→ Description of the task:
Return each line of the rows below that contains the string "wooden". Case counts.

→ Data records:
__________
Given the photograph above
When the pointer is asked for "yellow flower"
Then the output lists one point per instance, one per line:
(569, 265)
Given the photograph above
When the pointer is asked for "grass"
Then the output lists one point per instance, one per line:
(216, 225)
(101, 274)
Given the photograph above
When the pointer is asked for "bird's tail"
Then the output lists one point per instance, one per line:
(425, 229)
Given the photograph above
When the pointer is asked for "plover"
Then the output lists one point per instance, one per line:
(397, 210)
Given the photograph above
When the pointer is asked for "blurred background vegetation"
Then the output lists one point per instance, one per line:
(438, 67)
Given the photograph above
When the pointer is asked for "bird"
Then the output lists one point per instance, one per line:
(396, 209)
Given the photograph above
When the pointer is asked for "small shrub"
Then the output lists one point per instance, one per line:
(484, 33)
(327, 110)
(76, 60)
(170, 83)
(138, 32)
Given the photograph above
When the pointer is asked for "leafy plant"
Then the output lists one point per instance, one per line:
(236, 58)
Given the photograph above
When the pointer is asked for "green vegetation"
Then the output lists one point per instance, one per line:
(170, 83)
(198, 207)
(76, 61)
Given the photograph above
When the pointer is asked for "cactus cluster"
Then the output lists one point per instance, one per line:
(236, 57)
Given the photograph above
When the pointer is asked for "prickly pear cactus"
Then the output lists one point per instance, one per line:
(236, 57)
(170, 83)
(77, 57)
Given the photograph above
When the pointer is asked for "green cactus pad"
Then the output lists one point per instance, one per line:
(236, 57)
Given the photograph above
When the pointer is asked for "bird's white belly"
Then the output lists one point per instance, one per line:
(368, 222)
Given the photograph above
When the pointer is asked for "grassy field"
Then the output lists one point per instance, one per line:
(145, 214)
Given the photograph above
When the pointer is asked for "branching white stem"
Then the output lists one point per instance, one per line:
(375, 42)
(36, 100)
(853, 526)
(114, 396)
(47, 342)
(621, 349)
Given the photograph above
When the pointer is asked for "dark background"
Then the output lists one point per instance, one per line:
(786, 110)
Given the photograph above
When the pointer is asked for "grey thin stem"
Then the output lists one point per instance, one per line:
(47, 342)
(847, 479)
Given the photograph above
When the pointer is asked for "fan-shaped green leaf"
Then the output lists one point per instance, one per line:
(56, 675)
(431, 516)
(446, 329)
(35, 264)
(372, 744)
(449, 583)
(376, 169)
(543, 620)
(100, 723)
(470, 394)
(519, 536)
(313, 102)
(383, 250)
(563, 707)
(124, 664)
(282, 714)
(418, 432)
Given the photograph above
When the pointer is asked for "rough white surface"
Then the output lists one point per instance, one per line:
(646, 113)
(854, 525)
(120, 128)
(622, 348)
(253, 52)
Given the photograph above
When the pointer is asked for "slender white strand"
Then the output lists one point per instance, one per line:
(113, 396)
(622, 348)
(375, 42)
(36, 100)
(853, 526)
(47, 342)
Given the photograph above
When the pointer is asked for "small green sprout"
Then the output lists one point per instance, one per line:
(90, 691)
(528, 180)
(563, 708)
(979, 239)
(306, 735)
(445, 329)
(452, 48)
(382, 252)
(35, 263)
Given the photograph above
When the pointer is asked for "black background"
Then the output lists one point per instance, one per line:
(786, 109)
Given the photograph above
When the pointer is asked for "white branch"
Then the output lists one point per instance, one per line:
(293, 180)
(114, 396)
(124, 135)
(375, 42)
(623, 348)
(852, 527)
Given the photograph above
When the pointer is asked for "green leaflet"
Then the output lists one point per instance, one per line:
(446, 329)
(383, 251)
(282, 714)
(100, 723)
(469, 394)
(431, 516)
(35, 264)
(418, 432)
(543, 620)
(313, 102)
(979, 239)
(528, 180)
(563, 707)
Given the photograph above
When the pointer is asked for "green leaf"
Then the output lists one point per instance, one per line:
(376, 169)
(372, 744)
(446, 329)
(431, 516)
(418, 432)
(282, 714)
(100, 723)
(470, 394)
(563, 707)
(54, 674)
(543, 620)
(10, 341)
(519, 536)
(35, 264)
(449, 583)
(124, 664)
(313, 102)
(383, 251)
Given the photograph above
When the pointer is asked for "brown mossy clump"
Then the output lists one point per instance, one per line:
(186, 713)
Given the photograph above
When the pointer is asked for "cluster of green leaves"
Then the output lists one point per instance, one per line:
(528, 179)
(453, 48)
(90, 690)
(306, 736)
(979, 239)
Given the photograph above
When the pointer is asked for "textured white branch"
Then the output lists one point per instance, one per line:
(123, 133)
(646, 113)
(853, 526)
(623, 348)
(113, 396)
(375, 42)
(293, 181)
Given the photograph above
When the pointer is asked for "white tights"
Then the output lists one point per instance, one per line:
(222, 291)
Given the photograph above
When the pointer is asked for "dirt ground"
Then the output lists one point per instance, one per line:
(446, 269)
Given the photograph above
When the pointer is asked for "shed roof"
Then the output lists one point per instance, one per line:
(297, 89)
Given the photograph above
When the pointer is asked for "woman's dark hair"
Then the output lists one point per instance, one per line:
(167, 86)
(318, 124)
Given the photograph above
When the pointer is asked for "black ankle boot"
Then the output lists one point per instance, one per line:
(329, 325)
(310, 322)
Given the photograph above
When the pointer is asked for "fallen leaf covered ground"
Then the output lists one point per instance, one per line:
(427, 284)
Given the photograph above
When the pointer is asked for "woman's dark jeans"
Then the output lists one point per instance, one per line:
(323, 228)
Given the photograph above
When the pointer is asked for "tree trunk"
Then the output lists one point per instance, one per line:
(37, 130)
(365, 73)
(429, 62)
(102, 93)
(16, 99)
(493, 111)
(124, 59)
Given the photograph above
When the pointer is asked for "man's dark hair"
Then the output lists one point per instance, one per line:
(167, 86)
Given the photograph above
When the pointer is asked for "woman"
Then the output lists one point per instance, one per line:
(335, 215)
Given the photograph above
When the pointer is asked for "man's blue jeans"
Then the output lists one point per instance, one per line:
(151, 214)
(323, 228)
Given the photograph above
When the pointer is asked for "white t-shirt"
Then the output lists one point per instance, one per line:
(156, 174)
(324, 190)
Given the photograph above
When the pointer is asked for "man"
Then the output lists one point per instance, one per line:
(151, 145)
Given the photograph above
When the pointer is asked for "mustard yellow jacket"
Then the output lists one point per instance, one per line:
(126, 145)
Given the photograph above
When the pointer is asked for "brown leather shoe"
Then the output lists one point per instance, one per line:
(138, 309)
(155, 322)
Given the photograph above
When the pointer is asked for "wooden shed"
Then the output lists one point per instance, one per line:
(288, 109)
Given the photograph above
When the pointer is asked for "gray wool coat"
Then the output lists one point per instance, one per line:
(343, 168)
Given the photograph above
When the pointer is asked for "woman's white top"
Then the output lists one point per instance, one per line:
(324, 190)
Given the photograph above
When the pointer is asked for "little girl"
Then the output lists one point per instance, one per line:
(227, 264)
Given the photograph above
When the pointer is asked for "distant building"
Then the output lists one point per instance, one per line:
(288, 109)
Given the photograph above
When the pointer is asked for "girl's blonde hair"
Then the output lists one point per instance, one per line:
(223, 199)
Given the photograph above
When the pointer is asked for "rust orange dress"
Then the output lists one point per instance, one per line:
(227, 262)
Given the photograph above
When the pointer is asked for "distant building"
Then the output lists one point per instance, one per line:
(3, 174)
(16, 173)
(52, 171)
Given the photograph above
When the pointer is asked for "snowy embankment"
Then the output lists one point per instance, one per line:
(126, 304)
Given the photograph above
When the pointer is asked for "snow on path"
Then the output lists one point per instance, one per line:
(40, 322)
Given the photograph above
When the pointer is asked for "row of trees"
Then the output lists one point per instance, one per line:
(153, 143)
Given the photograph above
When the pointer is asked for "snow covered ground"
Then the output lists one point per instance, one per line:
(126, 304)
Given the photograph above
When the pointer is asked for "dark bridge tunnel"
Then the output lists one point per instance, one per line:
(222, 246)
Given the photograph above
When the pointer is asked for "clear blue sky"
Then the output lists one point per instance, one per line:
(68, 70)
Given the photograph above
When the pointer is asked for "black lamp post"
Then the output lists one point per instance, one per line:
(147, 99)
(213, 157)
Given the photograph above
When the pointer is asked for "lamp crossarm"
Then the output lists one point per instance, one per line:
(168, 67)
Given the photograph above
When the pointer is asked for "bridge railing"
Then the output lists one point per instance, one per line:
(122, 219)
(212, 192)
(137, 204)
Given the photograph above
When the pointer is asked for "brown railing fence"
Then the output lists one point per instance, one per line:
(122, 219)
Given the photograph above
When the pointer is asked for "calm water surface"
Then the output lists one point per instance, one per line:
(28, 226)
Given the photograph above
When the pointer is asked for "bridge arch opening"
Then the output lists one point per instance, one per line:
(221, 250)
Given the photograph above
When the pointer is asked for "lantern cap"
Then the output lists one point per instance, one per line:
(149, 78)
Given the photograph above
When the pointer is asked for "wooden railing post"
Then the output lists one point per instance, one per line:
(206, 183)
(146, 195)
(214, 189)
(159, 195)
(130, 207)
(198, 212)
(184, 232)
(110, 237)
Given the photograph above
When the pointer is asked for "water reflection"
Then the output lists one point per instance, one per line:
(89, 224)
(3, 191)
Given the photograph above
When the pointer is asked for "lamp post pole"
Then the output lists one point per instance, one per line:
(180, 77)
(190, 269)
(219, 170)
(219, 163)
__________
→ Answer for the task:
When the pointer is asked for "wooden shed"
When the pointer is asked for "wooden railing post"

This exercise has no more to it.